* **Goal**
List each line of the material below that contains the string "baseball", reproducing every such line in full. Case counts, so a line matches only if the letters agree in case.

* **Data excerpts**
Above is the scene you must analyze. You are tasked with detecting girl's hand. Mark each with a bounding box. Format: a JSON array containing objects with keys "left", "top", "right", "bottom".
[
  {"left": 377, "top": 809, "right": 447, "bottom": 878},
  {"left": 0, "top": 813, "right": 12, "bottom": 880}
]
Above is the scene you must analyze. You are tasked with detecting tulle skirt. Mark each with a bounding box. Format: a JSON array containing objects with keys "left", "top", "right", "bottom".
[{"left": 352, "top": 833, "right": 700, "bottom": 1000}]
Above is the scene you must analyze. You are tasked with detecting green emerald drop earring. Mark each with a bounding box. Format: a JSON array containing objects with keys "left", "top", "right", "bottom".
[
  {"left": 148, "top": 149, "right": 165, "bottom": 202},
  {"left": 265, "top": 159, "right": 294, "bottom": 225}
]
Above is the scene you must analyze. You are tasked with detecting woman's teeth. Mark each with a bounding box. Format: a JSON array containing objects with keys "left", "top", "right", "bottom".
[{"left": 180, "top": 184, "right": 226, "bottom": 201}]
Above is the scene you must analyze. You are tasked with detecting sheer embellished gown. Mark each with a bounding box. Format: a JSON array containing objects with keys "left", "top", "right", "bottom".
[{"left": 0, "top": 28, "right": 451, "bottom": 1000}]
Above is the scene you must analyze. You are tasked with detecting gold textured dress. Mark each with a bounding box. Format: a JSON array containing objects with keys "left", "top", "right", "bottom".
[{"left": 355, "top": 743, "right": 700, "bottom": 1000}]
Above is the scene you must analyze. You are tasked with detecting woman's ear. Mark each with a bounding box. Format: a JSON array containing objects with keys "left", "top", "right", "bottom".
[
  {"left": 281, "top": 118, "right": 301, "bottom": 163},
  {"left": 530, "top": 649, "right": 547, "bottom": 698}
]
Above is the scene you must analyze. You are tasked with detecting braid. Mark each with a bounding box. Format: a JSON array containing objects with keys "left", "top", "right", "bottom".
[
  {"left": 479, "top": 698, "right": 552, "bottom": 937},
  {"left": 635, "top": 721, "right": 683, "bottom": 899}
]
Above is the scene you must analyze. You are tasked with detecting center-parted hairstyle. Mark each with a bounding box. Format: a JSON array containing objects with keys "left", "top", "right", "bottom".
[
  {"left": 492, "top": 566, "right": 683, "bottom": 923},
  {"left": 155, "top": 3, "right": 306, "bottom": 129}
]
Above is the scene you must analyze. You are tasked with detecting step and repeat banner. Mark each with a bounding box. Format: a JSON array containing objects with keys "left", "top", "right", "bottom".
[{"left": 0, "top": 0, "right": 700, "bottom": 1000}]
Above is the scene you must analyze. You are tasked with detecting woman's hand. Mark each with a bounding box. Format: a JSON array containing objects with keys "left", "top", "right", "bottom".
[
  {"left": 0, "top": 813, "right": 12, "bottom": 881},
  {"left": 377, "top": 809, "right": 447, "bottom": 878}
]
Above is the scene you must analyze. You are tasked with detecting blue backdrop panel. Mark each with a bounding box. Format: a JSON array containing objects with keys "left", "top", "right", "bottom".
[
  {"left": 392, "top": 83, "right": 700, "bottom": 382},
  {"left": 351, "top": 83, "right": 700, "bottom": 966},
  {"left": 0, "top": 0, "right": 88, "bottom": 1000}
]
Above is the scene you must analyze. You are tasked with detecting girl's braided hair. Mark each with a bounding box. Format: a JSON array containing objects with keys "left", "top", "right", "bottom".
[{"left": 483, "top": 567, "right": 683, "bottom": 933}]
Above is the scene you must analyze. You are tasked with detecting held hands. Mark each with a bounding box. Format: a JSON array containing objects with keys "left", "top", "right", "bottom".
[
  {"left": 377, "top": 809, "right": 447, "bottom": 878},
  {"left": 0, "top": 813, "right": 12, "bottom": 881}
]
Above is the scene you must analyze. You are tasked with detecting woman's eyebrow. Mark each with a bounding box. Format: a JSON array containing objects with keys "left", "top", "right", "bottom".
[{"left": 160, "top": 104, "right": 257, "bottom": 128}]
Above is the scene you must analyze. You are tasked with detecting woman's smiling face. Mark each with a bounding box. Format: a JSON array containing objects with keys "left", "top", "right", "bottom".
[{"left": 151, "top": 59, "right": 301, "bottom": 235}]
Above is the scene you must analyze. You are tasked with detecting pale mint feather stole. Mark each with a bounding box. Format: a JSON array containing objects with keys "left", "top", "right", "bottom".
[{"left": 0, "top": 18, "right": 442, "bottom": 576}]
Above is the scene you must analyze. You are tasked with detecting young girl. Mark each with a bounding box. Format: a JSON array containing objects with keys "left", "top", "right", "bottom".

--

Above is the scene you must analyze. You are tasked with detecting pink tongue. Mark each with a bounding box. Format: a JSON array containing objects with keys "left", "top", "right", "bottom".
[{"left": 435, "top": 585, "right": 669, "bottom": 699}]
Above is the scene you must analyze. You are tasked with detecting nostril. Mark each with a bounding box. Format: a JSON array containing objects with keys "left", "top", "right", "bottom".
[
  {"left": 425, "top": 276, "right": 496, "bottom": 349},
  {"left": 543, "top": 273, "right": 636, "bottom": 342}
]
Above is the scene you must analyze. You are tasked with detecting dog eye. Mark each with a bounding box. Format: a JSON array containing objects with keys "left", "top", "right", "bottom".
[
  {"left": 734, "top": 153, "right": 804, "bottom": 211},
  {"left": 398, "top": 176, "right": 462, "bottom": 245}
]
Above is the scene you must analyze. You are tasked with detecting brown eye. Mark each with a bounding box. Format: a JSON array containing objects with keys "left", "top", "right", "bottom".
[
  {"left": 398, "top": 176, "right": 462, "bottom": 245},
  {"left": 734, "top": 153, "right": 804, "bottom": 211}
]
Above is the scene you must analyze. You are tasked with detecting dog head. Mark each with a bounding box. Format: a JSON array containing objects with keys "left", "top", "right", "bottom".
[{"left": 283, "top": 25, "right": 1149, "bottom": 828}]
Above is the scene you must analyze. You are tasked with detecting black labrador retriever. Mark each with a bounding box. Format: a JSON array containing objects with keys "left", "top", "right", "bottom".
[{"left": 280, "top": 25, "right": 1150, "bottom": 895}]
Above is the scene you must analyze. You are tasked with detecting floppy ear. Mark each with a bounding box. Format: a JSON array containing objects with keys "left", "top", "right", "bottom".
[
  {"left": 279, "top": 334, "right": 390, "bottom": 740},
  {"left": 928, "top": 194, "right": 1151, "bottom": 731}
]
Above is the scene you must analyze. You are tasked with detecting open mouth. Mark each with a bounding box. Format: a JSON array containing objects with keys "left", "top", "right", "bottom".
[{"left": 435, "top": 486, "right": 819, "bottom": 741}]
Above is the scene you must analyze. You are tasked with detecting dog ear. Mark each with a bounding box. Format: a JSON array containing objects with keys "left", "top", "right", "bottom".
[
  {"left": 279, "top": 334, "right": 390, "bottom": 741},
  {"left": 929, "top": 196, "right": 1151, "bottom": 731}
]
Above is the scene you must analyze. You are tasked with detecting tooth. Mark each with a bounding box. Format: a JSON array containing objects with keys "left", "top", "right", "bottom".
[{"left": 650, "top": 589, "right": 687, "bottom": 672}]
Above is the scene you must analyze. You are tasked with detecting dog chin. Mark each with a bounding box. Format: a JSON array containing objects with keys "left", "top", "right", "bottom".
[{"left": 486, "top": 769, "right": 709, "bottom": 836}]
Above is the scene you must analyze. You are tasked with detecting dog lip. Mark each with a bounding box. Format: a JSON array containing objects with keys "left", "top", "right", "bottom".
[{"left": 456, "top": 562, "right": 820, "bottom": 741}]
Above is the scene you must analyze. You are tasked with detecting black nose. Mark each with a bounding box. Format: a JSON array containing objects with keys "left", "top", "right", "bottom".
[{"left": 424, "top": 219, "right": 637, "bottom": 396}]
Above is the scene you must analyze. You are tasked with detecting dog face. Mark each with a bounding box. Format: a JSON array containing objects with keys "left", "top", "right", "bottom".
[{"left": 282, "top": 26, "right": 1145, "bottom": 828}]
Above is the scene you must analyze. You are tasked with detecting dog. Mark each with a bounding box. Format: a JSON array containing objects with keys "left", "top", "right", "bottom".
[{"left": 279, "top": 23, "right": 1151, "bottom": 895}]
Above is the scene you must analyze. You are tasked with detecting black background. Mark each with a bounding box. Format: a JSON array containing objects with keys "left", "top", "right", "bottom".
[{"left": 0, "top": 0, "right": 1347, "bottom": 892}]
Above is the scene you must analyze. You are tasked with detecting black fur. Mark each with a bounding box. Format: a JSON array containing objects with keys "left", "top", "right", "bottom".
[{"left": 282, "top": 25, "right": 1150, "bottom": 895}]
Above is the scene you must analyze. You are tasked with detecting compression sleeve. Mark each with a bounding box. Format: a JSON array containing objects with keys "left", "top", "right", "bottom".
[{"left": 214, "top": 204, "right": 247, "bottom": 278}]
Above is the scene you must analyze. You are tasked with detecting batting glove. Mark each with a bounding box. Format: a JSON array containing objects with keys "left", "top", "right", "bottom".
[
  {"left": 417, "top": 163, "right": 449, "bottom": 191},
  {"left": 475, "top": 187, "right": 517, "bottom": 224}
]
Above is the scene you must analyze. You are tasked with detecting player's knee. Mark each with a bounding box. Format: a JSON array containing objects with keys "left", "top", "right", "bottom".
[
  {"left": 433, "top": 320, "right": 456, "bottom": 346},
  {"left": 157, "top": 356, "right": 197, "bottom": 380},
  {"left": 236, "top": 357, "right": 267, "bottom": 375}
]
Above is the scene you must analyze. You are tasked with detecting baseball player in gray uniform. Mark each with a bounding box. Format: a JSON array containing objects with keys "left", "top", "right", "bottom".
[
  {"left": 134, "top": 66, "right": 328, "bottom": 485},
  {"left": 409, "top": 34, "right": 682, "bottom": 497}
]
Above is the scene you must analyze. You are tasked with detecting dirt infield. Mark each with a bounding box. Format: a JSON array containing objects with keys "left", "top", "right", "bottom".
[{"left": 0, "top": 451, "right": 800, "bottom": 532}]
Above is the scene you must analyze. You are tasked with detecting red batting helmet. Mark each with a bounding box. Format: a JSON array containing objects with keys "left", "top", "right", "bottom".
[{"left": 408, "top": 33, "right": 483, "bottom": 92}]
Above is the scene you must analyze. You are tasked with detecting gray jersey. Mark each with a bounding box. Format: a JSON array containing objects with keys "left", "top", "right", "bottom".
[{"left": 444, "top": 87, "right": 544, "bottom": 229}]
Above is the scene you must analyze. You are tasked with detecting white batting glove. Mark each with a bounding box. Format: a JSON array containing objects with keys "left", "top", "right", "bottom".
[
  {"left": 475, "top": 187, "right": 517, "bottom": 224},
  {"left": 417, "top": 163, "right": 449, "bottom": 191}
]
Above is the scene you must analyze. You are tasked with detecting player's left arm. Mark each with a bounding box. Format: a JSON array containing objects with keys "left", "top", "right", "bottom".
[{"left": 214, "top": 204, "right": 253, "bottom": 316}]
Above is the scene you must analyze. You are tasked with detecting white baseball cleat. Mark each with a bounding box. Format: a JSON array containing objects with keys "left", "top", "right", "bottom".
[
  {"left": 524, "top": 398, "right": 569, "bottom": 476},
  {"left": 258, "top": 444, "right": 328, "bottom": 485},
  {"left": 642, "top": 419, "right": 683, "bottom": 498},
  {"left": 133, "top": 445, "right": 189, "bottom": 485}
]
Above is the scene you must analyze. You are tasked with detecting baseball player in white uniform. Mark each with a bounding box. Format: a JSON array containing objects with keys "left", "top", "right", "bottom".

* **Answer to this problem**
Above is the scene you must analyze. You are tasked with detecting baseball player in gray uniform. Mark each with a bounding box. Format: a JSON array containing objects with keys "left", "top", "right", "bottom".
Above is the scene you must analyze. You are tasked with detecting white baseball cleat. Mark each with a bounding box. Format: a JSON array containing objects with keys "left", "top", "right", "bottom".
Above is the scene you must analyze. You are tasked with detecting baseball player in white uniform. Mark each with a bounding box. Format: a JSON array containing objects with keys "left", "top", "right", "bottom".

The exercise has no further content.